- _What is needed_
Nothing but the lines from the line with "Put a dot on the rear spoiler, one" to the end of the records below should appear in the answer, each exactly as given.

[Natural language region descriptions]

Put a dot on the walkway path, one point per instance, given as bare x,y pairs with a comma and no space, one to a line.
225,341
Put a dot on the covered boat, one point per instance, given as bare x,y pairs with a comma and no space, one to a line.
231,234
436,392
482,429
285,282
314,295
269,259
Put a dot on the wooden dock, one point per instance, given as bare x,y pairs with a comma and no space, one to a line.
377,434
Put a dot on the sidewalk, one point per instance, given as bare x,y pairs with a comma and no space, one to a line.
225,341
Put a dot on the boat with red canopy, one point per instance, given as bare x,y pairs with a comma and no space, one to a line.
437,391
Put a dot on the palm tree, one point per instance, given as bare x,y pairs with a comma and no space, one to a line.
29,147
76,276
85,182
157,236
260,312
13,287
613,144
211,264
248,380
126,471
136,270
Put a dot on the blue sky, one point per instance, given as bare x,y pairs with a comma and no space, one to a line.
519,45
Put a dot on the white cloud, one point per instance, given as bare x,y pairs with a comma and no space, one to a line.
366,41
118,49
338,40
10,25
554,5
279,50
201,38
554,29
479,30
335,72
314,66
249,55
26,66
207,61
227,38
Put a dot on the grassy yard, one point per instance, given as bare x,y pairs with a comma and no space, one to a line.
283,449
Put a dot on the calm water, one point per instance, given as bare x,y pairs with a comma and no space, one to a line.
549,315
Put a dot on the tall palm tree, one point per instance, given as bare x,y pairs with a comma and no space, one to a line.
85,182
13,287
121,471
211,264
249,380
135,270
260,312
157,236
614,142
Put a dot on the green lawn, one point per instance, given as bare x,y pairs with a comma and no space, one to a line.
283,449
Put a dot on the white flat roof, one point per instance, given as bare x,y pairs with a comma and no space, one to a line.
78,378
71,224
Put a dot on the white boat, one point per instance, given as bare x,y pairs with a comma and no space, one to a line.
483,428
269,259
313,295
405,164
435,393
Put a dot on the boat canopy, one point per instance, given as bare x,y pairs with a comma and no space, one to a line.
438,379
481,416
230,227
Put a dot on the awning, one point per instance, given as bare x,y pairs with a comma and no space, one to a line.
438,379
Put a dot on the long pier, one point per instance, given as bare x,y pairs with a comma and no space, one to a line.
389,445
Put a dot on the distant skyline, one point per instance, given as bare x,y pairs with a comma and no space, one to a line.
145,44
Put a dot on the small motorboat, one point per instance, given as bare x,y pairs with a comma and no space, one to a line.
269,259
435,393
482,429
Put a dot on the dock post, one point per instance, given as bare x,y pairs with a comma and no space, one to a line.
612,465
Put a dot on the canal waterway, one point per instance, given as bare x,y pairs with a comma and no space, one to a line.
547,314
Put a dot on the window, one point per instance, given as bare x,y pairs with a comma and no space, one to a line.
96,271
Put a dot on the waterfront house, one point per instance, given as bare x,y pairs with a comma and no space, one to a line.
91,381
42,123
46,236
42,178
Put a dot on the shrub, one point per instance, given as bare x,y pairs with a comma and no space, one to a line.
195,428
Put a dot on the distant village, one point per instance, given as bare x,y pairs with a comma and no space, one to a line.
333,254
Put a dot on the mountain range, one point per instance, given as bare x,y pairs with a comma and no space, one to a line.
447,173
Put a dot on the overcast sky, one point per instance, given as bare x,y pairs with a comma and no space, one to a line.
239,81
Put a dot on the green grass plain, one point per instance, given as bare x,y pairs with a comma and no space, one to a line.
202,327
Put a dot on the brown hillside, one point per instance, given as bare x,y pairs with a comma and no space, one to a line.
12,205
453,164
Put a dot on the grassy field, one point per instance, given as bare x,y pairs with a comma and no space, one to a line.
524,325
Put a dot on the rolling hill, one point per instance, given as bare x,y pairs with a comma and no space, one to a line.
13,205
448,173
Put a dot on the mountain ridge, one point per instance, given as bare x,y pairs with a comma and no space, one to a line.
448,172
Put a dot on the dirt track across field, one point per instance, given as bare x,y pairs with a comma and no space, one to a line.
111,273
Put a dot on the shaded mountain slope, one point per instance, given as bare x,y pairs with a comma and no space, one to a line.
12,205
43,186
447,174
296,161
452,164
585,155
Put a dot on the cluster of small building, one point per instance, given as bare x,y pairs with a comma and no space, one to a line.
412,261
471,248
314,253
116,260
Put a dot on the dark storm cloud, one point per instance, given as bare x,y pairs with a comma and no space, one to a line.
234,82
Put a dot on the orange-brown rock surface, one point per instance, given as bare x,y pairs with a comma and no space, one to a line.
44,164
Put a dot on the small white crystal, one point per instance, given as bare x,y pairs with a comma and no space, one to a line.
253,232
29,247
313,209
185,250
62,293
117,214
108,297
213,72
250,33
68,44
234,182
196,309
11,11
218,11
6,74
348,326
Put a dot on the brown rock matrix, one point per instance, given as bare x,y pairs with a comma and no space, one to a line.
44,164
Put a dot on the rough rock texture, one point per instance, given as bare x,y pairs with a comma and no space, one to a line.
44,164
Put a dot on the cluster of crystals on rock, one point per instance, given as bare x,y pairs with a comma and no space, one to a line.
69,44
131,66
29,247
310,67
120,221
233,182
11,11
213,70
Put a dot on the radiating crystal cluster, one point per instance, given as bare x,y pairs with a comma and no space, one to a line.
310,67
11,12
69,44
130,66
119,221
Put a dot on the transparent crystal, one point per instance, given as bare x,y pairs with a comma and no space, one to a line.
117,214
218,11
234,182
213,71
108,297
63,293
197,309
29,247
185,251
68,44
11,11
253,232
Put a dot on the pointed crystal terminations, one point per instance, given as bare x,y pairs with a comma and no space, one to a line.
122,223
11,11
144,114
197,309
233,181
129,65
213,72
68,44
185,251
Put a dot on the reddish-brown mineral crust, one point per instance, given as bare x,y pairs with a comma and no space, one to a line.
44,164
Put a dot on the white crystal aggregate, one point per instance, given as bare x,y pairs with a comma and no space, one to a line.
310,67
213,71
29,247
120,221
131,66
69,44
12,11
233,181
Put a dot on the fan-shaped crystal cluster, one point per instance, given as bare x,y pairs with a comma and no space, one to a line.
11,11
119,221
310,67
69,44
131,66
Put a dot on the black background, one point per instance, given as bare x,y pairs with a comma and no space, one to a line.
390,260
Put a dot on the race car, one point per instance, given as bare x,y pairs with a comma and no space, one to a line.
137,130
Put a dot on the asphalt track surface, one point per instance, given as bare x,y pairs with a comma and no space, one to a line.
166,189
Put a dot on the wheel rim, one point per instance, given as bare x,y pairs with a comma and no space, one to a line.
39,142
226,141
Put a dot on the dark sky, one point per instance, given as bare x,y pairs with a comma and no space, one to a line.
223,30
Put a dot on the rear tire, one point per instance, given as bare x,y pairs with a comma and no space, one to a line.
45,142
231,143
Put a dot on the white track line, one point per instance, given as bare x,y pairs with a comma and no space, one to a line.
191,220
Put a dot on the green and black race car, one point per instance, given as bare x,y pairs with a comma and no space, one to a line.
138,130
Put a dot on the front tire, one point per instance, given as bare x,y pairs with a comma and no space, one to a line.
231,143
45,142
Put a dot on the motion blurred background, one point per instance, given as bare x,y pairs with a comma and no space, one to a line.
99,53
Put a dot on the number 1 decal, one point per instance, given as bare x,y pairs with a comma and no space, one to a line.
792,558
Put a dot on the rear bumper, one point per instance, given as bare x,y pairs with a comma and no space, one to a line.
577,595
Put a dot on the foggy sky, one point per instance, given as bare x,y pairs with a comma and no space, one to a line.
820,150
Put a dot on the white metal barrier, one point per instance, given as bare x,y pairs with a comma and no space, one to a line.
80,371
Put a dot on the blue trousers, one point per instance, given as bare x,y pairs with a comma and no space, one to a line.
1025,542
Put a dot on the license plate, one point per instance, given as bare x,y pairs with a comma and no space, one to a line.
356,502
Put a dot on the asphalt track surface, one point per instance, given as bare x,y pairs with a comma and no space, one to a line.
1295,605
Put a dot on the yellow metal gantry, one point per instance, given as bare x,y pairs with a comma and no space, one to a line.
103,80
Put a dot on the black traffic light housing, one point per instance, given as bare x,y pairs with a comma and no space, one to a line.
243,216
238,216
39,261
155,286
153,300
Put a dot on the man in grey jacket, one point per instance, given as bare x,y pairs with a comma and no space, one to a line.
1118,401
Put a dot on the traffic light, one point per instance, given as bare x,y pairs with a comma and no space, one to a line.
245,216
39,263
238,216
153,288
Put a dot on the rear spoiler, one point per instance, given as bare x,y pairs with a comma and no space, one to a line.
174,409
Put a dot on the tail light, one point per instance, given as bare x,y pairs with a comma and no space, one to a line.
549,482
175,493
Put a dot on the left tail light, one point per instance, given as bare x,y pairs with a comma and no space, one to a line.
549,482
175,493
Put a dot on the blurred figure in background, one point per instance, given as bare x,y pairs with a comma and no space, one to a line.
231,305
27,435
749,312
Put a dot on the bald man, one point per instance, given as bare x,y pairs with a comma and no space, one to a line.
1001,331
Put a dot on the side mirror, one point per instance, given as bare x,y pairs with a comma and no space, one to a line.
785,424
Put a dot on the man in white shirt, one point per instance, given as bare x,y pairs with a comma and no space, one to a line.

- _Task output_
Put a dot on the rear spoiler, one point per instance, given as bare x,y pairs with a comma and no space, one to a line.
174,409
Put a dot on the tail light, one point per instance, given as bare x,y pairs with a comma and no space, one to a line.
549,482
175,493
Put a dot on the left tail light, one point per instance, given as bare x,y pairs with a comma and no space, one to a line.
549,482
175,493
Put a dot on the blurred figure in background, one point per instance, given as bare x,y pairs with a comma and no space, one to a line.
231,305
27,435
749,312
Put a dot on the bald man, one point per instance, given as bare x,y pairs with a comma and no space, one to a line.
1001,331
Put a dot on the side mirror, one point per instance, given as bare x,y pairs with a comma and no space, one to a line.
785,424
Put a dot on the man in white shirt, one point per instance, given as bare x,y pairs with a comma and no space, one to a line.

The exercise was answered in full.